DOCUMENT PASSAGE:

** begin **

Reputation: 163
If for instance I have a list
['My', 'Is', 'Name', 'Hello', 'William']
How can I manipulate it such that I can create a new list
[['My', 'Is'], ['Name'], ['Hello'], ['William']]
Upvotes: 2
Views: 662
Reputation: 22420
You could use itertools.groupby:
>>> from itertools import groupby
>>> l = ['My', 'Is', 'Name', 'Hello', 'William']
>>> [list(g) for k, g in groupby(l, key=len)]
[['My', 'Is'], ['Name'], ['Hello'], ['William']]
If however the list is not already sorted by length you will need to sort it first as @recnac mentions in the comments below:
>>> l2 = ['My', 'Name', 'Hello', 'Is', 'William']
>>> [list(g) for k, g in groupby(sorted(l2, key=len), key=len)]
[['My', 'Is'], ['Name'], ['Hello'], ['William']]
Upvotes: 7
Reputation: 163
Hi guys I have also found a solution, while it is not the most concise I thought it would be worth sharing
data = ['My', 'Is', 'Name', 'Hello', 'William']
dict0 = {}
for index in data:
if len(index) not in dict0:
dict0[len(index)] = [index]
elif len(index) in dict0:
dict0[len(index)] += [index]
list0 = []
for i in dict0:
list0.append(dict0[i])
print(list0)

** end **

Image location labeling entries:
** begin **

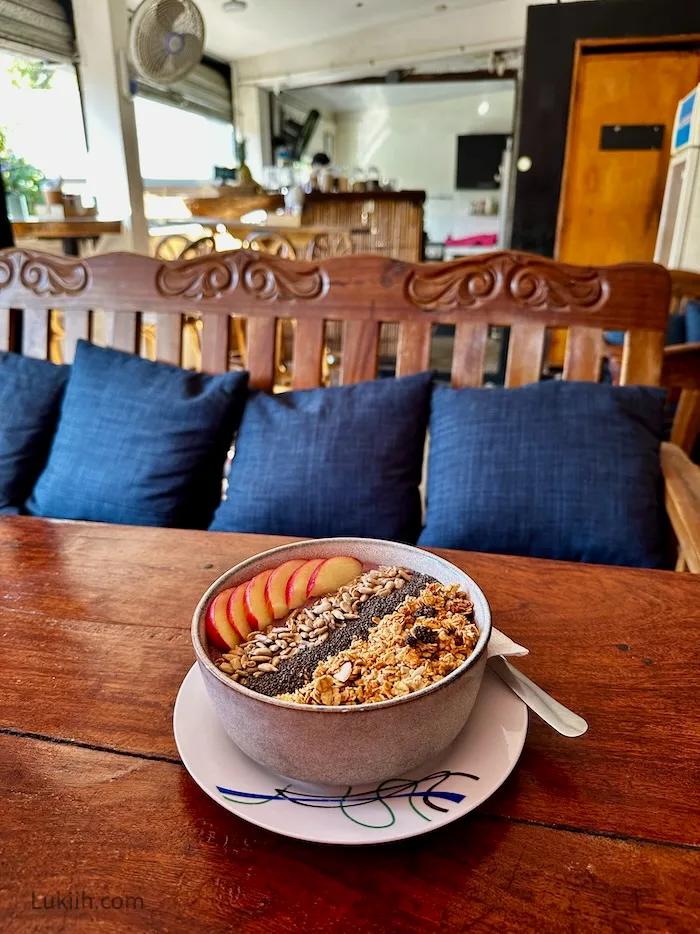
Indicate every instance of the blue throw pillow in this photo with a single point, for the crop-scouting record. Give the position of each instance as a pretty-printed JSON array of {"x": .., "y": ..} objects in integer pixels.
[
  {"x": 30, "y": 402},
  {"x": 692, "y": 322},
  {"x": 139, "y": 443},
  {"x": 551, "y": 470},
  {"x": 325, "y": 462}
]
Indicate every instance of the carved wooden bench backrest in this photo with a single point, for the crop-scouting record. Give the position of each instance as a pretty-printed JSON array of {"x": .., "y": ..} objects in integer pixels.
[{"x": 526, "y": 293}]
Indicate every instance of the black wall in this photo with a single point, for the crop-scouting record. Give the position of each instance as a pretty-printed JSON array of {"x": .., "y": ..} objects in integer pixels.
[{"x": 552, "y": 31}]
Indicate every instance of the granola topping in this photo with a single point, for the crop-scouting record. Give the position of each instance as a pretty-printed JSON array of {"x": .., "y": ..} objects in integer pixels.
[{"x": 423, "y": 640}]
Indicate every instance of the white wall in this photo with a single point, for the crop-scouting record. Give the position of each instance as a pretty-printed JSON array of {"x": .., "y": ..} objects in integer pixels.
[
  {"x": 416, "y": 144},
  {"x": 113, "y": 155}
]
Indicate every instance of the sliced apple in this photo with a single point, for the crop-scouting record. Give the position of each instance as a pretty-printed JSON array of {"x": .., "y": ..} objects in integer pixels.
[
  {"x": 299, "y": 581},
  {"x": 331, "y": 574},
  {"x": 236, "y": 612},
  {"x": 276, "y": 588},
  {"x": 219, "y": 631},
  {"x": 257, "y": 611}
]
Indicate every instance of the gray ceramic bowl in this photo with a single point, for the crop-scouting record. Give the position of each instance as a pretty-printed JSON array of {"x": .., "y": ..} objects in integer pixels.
[{"x": 346, "y": 745}]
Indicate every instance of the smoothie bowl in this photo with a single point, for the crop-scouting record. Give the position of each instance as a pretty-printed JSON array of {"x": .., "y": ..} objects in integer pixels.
[{"x": 342, "y": 660}]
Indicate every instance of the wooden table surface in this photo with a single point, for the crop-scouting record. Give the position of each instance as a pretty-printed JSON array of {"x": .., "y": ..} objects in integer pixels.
[
  {"x": 38, "y": 228},
  {"x": 599, "y": 833}
]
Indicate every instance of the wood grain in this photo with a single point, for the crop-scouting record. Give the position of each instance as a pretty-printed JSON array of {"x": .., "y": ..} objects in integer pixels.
[
  {"x": 501, "y": 288},
  {"x": 413, "y": 354},
  {"x": 686, "y": 421},
  {"x": 308, "y": 350},
  {"x": 469, "y": 355},
  {"x": 525, "y": 354},
  {"x": 583, "y": 354},
  {"x": 113, "y": 607},
  {"x": 101, "y": 824},
  {"x": 682, "y": 480},
  {"x": 611, "y": 199},
  {"x": 260, "y": 352},
  {"x": 71, "y": 228},
  {"x": 360, "y": 348},
  {"x": 215, "y": 338},
  {"x": 642, "y": 358}
]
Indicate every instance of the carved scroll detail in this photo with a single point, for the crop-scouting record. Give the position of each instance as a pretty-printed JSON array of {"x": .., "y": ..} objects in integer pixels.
[
  {"x": 211, "y": 276},
  {"x": 284, "y": 283},
  {"x": 44, "y": 274},
  {"x": 531, "y": 283},
  {"x": 204, "y": 277}
]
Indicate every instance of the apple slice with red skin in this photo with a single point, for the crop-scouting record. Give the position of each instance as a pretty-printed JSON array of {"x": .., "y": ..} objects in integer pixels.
[
  {"x": 236, "y": 612},
  {"x": 333, "y": 573},
  {"x": 218, "y": 628},
  {"x": 276, "y": 588},
  {"x": 299, "y": 581},
  {"x": 257, "y": 611}
]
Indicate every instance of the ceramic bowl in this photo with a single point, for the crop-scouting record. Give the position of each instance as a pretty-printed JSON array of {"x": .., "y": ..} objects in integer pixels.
[{"x": 349, "y": 745}]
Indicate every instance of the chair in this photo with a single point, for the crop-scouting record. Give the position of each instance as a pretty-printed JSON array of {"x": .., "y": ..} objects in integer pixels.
[{"x": 526, "y": 293}]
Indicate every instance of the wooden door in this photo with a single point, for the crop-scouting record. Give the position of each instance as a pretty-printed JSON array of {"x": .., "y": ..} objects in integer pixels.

** end **

Continue the discussion on grouping a Python list of words by their length, starting after its last line.

OUTPUT OF THE EXERCISE:
Upvotes: 2
Reputation: 106881
You can build a dict that maps word lengths to a list of matching words, and then get the list of the dict's values:
l = ['My', 'Is', 'Name', 'Hello', 'William']
d = {}
for w in l:
d.setdefault(len(w), []).append(w)
print(list(d.values()))
This outputs:
[['My', 'Is'], ['Name'], ['Hello'], ['William']]
Upvotes: 2
Reputation: 3744
you can use dict
to record the string group by length, defaultdict
is used for convenient here.
from collections import defaultdict
str_list = ['My', 'Is', 'Name', 'Hello', 'William']
group_by_len = defaultdict(list)
for s in str_list:
group_by_len[len(s)].append(s)
result = list(group_by_len.values())
output:
[['My', 'Is'], ['Name'], ['Hello'], ['William']]
Hope that will help you, and comment if you have further questions. : )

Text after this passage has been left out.